• **DIRECTIVE**: Please output the lines of the records below as a JSON list of strings, one string per line and no blank lines, starting at the line that contains "Segment the target" and ending at the line that contains "positive clicks: (555, 149)".
:::::
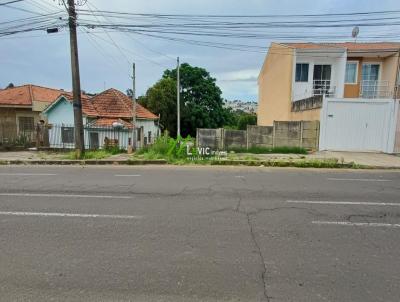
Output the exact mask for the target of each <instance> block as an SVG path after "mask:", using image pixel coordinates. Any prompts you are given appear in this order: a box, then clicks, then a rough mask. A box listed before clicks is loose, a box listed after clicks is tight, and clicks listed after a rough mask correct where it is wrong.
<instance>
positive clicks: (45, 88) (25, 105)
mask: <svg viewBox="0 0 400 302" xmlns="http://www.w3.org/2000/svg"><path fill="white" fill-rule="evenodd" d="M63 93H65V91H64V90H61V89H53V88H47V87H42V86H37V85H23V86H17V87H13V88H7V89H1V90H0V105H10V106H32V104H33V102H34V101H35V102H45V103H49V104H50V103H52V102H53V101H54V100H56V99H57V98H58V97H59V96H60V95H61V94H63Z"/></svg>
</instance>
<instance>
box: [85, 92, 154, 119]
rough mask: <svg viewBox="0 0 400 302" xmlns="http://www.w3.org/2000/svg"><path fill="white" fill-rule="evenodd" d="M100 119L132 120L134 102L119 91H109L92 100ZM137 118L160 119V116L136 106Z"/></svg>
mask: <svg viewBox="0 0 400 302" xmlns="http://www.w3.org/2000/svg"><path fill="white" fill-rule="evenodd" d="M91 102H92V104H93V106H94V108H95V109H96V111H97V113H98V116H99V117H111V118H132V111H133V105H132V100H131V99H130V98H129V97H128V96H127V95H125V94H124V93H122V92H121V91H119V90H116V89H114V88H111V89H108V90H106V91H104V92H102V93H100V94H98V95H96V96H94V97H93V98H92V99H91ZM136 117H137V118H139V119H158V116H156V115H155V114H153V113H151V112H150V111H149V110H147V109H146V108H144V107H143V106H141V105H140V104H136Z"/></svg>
:::::
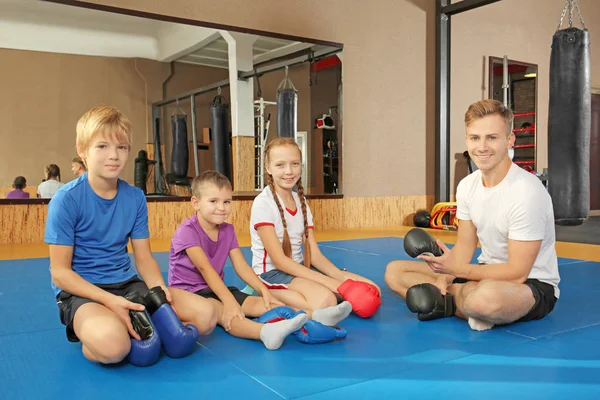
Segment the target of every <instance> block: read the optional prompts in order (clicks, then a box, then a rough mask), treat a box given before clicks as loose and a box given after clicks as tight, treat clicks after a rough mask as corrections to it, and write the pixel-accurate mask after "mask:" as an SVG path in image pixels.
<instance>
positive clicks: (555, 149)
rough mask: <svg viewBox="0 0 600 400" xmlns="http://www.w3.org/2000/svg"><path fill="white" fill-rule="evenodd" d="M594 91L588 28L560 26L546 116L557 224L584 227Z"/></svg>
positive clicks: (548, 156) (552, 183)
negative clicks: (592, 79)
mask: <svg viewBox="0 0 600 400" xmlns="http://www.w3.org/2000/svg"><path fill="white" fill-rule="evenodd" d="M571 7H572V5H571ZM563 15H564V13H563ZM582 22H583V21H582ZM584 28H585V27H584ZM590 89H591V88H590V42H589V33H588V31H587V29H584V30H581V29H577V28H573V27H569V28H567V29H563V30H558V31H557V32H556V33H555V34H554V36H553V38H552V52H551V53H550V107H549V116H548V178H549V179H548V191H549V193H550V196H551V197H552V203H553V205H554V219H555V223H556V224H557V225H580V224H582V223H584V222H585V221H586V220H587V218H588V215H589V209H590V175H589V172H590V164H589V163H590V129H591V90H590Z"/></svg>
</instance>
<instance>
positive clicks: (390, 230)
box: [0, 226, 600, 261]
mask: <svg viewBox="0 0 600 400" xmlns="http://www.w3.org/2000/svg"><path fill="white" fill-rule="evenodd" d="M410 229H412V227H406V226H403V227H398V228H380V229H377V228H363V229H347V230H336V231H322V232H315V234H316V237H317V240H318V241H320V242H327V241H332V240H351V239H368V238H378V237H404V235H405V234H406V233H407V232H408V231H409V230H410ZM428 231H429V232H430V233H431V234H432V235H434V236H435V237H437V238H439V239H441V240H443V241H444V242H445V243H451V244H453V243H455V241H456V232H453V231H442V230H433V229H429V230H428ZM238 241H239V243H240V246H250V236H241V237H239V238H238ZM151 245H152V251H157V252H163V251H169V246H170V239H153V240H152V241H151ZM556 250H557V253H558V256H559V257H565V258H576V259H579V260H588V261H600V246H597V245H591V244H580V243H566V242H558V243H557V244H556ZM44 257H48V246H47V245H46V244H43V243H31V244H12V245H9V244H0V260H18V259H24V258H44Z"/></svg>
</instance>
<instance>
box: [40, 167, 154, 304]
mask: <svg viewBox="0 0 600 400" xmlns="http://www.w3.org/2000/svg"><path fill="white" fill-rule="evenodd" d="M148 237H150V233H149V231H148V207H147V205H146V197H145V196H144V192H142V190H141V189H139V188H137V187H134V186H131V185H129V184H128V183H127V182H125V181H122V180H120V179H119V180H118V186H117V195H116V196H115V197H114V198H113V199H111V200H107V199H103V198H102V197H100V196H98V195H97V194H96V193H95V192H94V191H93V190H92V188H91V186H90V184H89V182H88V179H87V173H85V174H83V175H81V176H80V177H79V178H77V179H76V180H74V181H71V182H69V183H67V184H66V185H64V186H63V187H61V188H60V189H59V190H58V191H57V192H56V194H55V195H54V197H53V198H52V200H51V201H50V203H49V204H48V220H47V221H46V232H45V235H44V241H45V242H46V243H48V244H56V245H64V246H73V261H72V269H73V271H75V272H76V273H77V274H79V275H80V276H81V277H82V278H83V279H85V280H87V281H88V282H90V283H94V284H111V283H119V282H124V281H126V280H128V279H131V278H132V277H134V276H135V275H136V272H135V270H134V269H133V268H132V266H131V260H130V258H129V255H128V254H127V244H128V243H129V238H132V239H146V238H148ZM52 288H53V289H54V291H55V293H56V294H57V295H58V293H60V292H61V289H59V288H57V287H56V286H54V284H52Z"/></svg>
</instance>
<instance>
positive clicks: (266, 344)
:::::
• **OUTPUT FOR THIS EXERCISE**:
[
  "Segment the target of every <instance> block: read the optional prompts in order (clicks, then a box, then a rough mask), treat a box given before clicks as loose and a box given after clicks as tight, treat clicks after a rough mask as corrections to it, and write the pixel-accurate mask after \"mask:\" as an SVG path in image pixels.",
  "<instance>",
  "positive clicks: (555, 149)"
]